WHAT YOU WILL DO. Below are entries. Reproduce exactly the lines between the line holding "point_to MUST indicate the shallow" and the line holding "point_to MUST indicate the calm", inclusive, and only those.

EXERCISE DATA.
##########

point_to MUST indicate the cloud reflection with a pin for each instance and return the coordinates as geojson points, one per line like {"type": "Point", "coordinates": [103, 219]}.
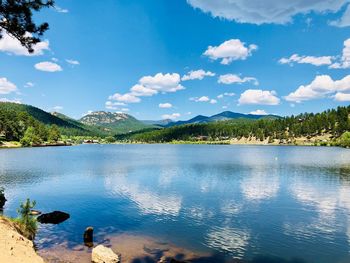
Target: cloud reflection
{"type": "Point", "coordinates": [148, 201]}
{"type": "Point", "coordinates": [231, 240]}
{"type": "Point", "coordinates": [259, 185]}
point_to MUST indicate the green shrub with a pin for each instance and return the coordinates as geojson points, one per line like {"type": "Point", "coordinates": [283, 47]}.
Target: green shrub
{"type": "Point", "coordinates": [2, 197]}
{"type": "Point", "coordinates": [344, 140]}
{"type": "Point", "coordinates": [110, 139]}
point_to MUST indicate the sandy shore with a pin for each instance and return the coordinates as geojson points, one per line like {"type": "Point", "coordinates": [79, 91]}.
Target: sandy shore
{"type": "Point", "coordinates": [14, 248]}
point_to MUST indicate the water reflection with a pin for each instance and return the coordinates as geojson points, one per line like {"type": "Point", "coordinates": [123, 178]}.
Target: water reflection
{"type": "Point", "coordinates": [232, 201]}
{"type": "Point", "coordinates": [148, 201]}
{"type": "Point", "coordinates": [231, 240]}
{"type": "Point", "coordinates": [260, 184]}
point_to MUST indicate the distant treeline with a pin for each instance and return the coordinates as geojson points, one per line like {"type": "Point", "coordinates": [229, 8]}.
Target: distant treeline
{"type": "Point", "coordinates": [334, 122]}
{"type": "Point", "coordinates": [20, 123]}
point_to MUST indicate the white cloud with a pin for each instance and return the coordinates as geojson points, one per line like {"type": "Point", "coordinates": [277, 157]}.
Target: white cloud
{"type": "Point", "coordinates": [57, 108]}
{"type": "Point", "coordinates": [321, 86]}
{"type": "Point", "coordinates": [228, 94]}
{"type": "Point", "coordinates": [197, 74]}
{"type": "Point", "coordinates": [229, 51]}
{"type": "Point", "coordinates": [48, 66]}
{"type": "Point", "coordinates": [87, 113]}
{"type": "Point", "coordinates": [29, 84]}
{"type": "Point", "coordinates": [72, 62]}
{"type": "Point", "coordinates": [123, 110]}
{"type": "Point", "coordinates": [142, 91]}
{"type": "Point", "coordinates": [259, 112]}
{"type": "Point", "coordinates": [171, 116]}
{"type": "Point", "coordinates": [257, 96]}
{"type": "Point", "coordinates": [114, 105]}
{"type": "Point", "coordinates": [200, 99]}
{"type": "Point", "coordinates": [149, 86]}
{"type": "Point", "coordinates": [204, 99]}
{"type": "Point", "coordinates": [61, 10]}
{"type": "Point", "coordinates": [18, 101]}
{"type": "Point", "coordinates": [233, 78]}
{"type": "Point", "coordinates": [165, 105]}
{"type": "Point", "coordinates": [345, 59]}
{"type": "Point", "coordinates": [344, 21]}
{"type": "Point", "coordinates": [126, 98]}
{"type": "Point", "coordinates": [11, 45]}
{"type": "Point", "coordinates": [340, 96]}
{"type": "Point", "coordinates": [6, 86]}
{"type": "Point", "coordinates": [162, 82]}
{"type": "Point", "coordinates": [270, 11]}
{"type": "Point", "coordinates": [316, 61]}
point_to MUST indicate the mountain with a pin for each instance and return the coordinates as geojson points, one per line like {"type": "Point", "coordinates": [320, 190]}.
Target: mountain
{"type": "Point", "coordinates": [38, 114]}
{"type": "Point", "coordinates": [223, 116]}
{"type": "Point", "coordinates": [161, 123]}
{"type": "Point", "coordinates": [112, 121]}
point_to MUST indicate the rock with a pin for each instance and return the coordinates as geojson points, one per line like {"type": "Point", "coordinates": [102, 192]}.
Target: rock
{"type": "Point", "coordinates": [102, 254]}
{"type": "Point", "coordinates": [35, 212]}
{"type": "Point", "coordinates": [55, 217]}
{"type": "Point", "coordinates": [89, 236]}
{"type": "Point", "coordinates": [2, 199]}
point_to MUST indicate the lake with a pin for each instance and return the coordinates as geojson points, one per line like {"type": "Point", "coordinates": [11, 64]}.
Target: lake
{"type": "Point", "coordinates": [229, 203]}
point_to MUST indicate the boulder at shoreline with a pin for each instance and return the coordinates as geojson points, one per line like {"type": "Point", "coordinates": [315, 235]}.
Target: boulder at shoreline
{"type": "Point", "coordinates": [55, 217]}
{"type": "Point", "coordinates": [102, 254]}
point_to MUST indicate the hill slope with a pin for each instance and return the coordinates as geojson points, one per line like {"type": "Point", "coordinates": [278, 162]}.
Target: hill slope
{"type": "Point", "coordinates": [223, 116]}
{"type": "Point", "coordinates": [113, 122]}
{"type": "Point", "coordinates": [38, 114]}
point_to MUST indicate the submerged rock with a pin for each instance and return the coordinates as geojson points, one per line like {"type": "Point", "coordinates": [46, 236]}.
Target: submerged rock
{"type": "Point", "coordinates": [55, 217]}
{"type": "Point", "coordinates": [102, 254]}
{"type": "Point", "coordinates": [35, 212]}
{"type": "Point", "coordinates": [89, 236]}
{"type": "Point", "coordinates": [2, 198]}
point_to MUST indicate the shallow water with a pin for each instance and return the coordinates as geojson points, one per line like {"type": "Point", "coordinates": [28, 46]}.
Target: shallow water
{"type": "Point", "coordinates": [255, 203]}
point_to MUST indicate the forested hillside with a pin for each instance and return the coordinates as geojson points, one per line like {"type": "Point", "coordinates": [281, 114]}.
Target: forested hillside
{"type": "Point", "coordinates": [333, 122]}
{"type": "Point", "coordinates": [16, 119]}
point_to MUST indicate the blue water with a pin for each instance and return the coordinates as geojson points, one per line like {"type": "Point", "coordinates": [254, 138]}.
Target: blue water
{"type": "Point", "coordinates": [254, 203]}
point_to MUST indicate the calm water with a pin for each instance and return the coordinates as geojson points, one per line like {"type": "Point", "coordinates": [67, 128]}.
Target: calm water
{"type": "Point", "coordinates": [243, 202]}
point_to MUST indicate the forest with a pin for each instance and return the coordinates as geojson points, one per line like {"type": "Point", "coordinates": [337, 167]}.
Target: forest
{"type": "Point", "coordinates": [334, 122]}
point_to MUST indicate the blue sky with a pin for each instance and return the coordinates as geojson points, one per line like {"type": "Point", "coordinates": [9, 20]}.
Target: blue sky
{"type": "Point", "coordinates": [137, 56]}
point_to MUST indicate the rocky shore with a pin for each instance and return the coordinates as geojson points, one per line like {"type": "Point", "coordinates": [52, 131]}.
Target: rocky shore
{"type": "Point", "coordinates": [14, 248]}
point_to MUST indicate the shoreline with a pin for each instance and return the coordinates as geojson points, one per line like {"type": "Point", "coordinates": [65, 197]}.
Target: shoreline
{"type": "Point", "coordinates": [14, 247]}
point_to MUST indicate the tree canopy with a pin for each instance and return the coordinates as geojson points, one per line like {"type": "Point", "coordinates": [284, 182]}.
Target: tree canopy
{"type": "Point", "coordinates": [16, 18]}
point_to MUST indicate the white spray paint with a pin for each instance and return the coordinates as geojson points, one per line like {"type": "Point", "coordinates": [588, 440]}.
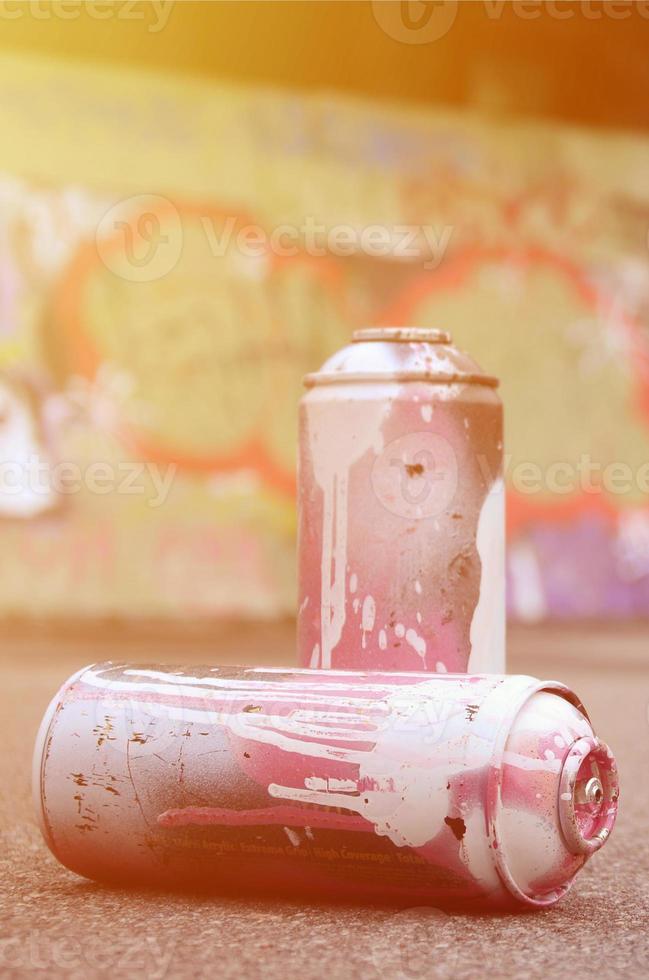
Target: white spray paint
{"type": "Point", "coordinates": [488, 623]}
{"type": "Point", "coordinates": [368, 616]}
{"type": "Point", "coordinates": [334, 447]}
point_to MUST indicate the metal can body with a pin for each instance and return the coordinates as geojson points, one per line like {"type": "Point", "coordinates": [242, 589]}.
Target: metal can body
{"type": "Point", "coordinates": [401, 509]}
{"type": "Point", "coordinates": [404, 787]}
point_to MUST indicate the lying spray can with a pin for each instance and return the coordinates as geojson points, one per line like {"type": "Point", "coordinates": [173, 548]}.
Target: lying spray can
{"type": "Point", "coordinates": [401, 509]}
{"type": "Point", "coordinates": [448, 789]}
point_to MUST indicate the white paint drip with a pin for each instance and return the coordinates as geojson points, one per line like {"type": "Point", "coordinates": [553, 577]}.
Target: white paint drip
{"type": "Point", "coordinates": [417, 642]}
{"type": "Point", "coordinates": [488, 623]}
{"type": "Point", "coordinates": [368, 617]}
{"type": "Point", "coordinates": [331, 460]}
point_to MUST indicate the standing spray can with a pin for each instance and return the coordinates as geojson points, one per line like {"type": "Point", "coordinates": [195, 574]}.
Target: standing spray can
{"type": "Point", "coordinates": [401, 508]}
{"type": "Point", "coordinates": [483, 791]}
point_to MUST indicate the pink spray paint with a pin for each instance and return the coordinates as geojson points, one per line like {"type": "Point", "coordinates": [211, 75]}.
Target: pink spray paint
{"type": "Point", "coordinates": [479, 791]}
{"type": "Point", "coordinates": [401, 509]}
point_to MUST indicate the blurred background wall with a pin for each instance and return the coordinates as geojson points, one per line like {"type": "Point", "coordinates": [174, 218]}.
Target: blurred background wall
{"type": "Point", "coordinates": [200, 201]}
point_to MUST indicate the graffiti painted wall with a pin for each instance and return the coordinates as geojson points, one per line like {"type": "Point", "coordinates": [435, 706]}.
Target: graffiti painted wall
{"type": "Point", "coordinates": [175, 255]}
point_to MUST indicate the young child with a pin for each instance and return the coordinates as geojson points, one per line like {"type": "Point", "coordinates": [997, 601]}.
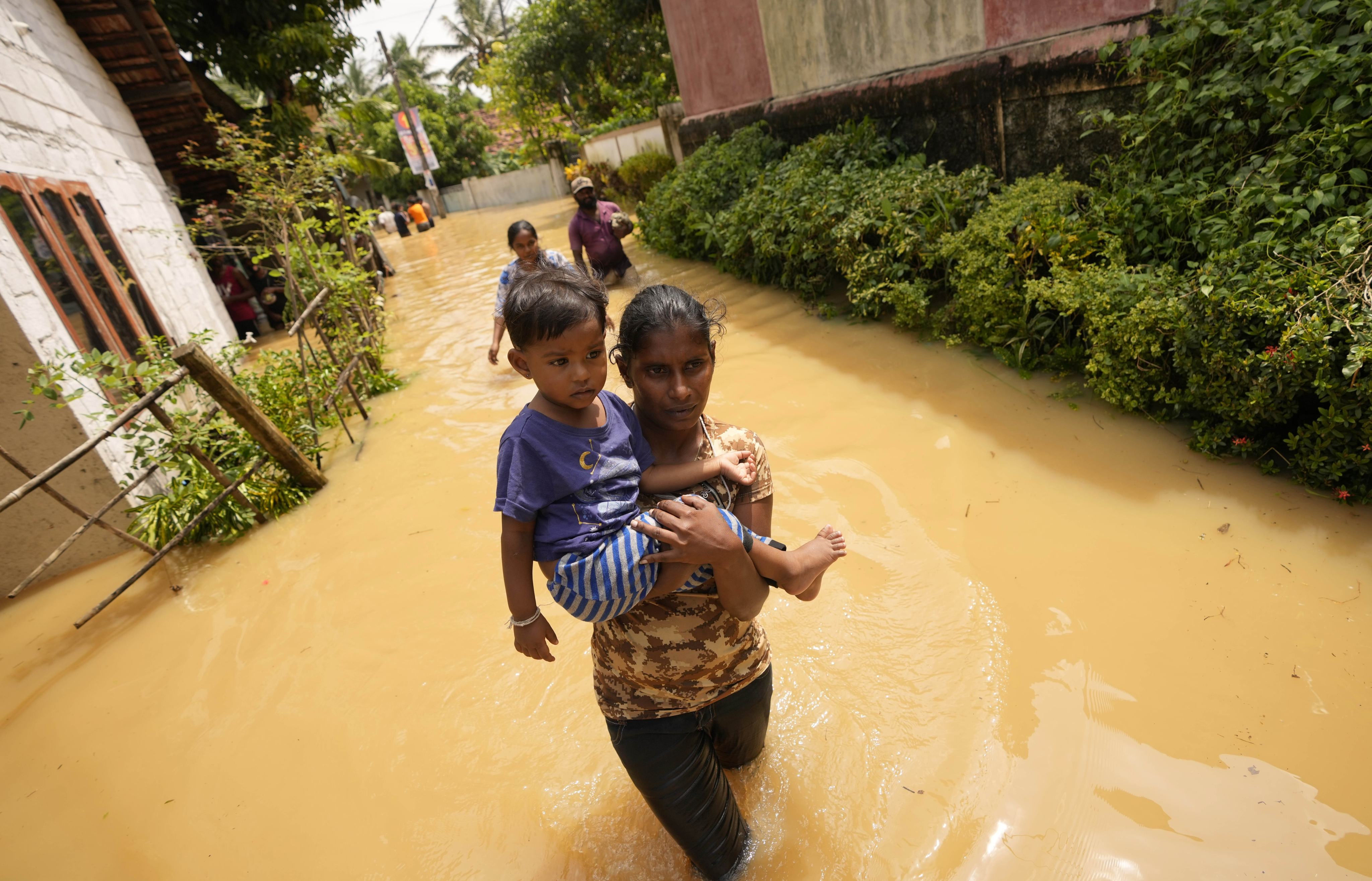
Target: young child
{"type": "Point", "coordinates": [571, 467]}
{"type": "Point", "coordinates": [529, 256]}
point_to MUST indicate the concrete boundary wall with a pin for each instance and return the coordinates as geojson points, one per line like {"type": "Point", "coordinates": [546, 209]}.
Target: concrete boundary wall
{"type": "Point", "coordinates": [998, 83]}
{"type": "Point", "coordinates": [614, 147]}
{"type": "Point", "coordinates": [532, 184]}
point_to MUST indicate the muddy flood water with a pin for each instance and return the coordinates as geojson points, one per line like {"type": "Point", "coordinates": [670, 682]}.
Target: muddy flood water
{"type": "Point", "coordinates": [1061, 647]}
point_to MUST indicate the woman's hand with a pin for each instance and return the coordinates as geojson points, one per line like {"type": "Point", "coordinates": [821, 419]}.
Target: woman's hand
{"type": "Point", "coordinates": [739, 467]}
{"type": "Point", "coordinates": [533, 640]}
{"type": "Point", "coordinates": [695, 530]}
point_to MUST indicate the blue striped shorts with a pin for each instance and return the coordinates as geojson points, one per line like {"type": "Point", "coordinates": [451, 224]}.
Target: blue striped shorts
{"type": "Point", "coordinates": [610, 581]}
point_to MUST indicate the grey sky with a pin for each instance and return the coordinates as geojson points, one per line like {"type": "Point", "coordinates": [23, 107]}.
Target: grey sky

##########

OUTPUT FOR THIS EXERCISE.
point_to MUST indicate the shallow water with a pin for each instance and return the coordinates as geojson points, one per line like {"type": "Point", "coordinates": [28, 46]}.
Target: shallow water
{"type": "Point", "coordinates": [255, 203]}
point_to MUST indicate the forested hillside with a pin for each instance and return the coordinates as geojson points, one per line like {"type": "Point", "coordinates": [281, 114]}.
Target: forested hillside
{"type": "Point", "coordinates": [333, 122]}
{"type": "Point", "coordinates": [16, 119]}
point_to MUST indicate the blue water with a pin for each instance and return the coordinates as geojson points, one per line like {"type": "Point", "coordinates": [254, 138]}.
Target: blue water
{"type": "Point", "coordinates": [254, 203]}
point_to MUST indicate the calm water with a pin for each instance and return the coordinates as geojson points, one per line like {"type": "Point", "coordinates": [67, 128]}.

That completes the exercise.